Requirement a → Can you update the rows, from the line containing "Task: point out each instance of the bus" through the end of the rows inclusive, so that "single marker" becomes "single point" and nothing else changes?
____ Extracted text
Group 10: Binary Authorization
These variables configure Binary Authorization, a deploy-time security control that ensures only trusted, verified container images can be deployed to GKE or Cloud Run within the project. Binary Authorization works by requiring images to carry a cryptographic attestation — a signed statement from a trusted attestor (such as a CI/CD pipeline or a vulnerability scanner) confirming the image has passed required checks. Any deployment that presents an image without a valid attestation is rejected before the container starts. This provides a strong guarantee that only images built and verified by your authorised pipeline can run in production, protecting against supply chain attacks and accidental deployment of unverified images.
| Variable | Default | Options / Format | Description & Implications |
|---|---|---|---|
enable_binary_authorization | false | true / false | Enables Binary Authorization for the project, creating a project-level policy that is evaluated on every container deployment to Cloud Run and GKE. When enabled, the policy is applied to all services and clusters in the project — there is no per-service opt-out. Start with binauthz_evaluation_mode = 'ALWAYS_ALLOW' to enable the feature without blocking any deployments, then progressively tighten the policy once attestors and signing pipelines are in place. Recommended for production environments handling sensitive workloads where supply chain integrity is a concern. |
binauthz_evaluation_mode | 'ALWAYS_ALLOW' | ALWAYS_ALLOW / ALWAYS_DENY / REQUIRE_ATTESTATION | Enforcement mode for the Binary Authorization policy. ALWAYS_ALLOW (default): permits all images regardless of attestation status — effectively a no-op that allows you to enable Binary Authorization infrastructure without blocking any deployments. Use this during initial setup and pipeline integration. REQUIRE_ATTESTATION: enforces that every image must carry a valid cryptographic attestation from a configured trusted attestor before it can be deployed. This is the intended production mode — only images that have passed your CI/CD verification pipeline can be run. ALWAYS_DENY: blocks all container image deployments unconditionally, regardless of attestations. Use only for emergency lockdown scenarios where you need to immediately prevent any new workloads from being deployed to the project. Only used when enable_binary_authorization = true. |
Validating Group 10 Settings
Google Cloud Console:
- Policy: Navigate to Security → Binary Authorization to view the current project policy, its evaluation mode, and any configured attestors.
- Attestors: On the Binary Authorization page, select the Attestors tab to view trusted attestors and their associated signing keys.
- Deployment audit: Navigate to Logging → Logs Explorer and filter for
resource.type="k8s_cluster"orresource.type="cloud_run_revision"withprotoPayload.serviceName="binaryauthorization.googleapis.com"to view Binary Authorization admission decisions.
gcloud CLI:
# View the current Binary Authorization policy for the project
gcloud container binauthz policy export --project=PROJECT_ID
# List configured attestors in the project
gcloud container binauthz attestors list \
--project=PROJECT_ID \
--format="table(name,userOwnedGrafeasNote.noteReference,userOwnedGrafeasNote.publicKeys[0].id)"
________
____ Material for this task
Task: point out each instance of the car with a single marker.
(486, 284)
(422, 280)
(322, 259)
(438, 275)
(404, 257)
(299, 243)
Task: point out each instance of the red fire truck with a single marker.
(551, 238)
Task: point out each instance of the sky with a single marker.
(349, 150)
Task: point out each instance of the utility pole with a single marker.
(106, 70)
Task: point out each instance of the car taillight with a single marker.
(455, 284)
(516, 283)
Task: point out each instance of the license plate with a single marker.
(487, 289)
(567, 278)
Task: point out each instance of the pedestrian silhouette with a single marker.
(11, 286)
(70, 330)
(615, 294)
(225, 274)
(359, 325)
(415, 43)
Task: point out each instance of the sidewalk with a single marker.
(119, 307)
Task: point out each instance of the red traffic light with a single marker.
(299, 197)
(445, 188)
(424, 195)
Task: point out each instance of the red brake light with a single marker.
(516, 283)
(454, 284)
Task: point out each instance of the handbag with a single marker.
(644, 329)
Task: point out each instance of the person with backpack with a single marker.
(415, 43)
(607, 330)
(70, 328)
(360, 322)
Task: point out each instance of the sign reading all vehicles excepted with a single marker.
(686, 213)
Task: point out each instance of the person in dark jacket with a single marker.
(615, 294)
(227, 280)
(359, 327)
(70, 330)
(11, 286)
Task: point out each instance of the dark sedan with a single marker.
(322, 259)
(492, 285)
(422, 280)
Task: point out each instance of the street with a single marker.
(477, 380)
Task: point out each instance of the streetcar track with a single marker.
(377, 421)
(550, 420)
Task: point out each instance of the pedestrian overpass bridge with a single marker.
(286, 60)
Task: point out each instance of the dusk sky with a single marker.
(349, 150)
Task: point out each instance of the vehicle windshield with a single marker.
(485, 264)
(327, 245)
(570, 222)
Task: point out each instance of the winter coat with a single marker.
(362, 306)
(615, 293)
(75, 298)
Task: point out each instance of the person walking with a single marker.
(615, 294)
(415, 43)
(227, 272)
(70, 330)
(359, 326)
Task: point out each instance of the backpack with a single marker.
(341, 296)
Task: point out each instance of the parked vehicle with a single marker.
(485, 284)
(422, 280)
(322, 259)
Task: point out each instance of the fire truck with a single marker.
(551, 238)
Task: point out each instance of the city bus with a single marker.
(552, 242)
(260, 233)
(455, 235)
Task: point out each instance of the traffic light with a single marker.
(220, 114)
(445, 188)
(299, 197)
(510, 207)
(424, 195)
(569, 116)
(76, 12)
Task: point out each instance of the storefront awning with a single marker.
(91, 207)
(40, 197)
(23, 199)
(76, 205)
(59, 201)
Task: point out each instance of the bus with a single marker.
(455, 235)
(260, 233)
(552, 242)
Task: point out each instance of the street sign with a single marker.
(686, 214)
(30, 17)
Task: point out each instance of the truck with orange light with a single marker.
________
Requirement b → How would the Binary Authorization text go on after its final line? Continue it from there.

Task answer a →
Task: point out each instance of the bus with a single point.
(455, 235)
(260, 233)
(552, 242)
Task: point out each instance of the street sign with a single point.
(686, 214)
(30, 17)
Task: point out each instance of the truck with orange light with a single point.

Task answer b →
# Check whether a specific image has a valid attestation
gcloud container binauthz attestations list \
--attestor=ATTESTOR_NAME \
--attestor-project=PROJECT_ID \
--artifact-url=IMAGE_URI
Group 11: Customer-Managed Encryption Keys
These variables configure Customer-Managed Encryption Keys (CMEK) via Cloud Key Management Service (KMS). By default, GCP encrypts all data at rest using Google-managed keys, which are rotated and managed entirely by Google. Enabling CMEK replaces Google-managed keys with keys that you control — provisioned in Cloud KMS in the primary region and used to encrypt supported resources including Cloud SQL, Cloud Storage, and GKE. CMEK gives you direct control over the key lifecycle: you can rotate, disable, or destroy keys, and revoking key access immediately renders the encrypted data inaccessible. This is typically required for regulated environments (e.g. financial services, healthcare, government) where organisational policy mandates control over encryption key custody.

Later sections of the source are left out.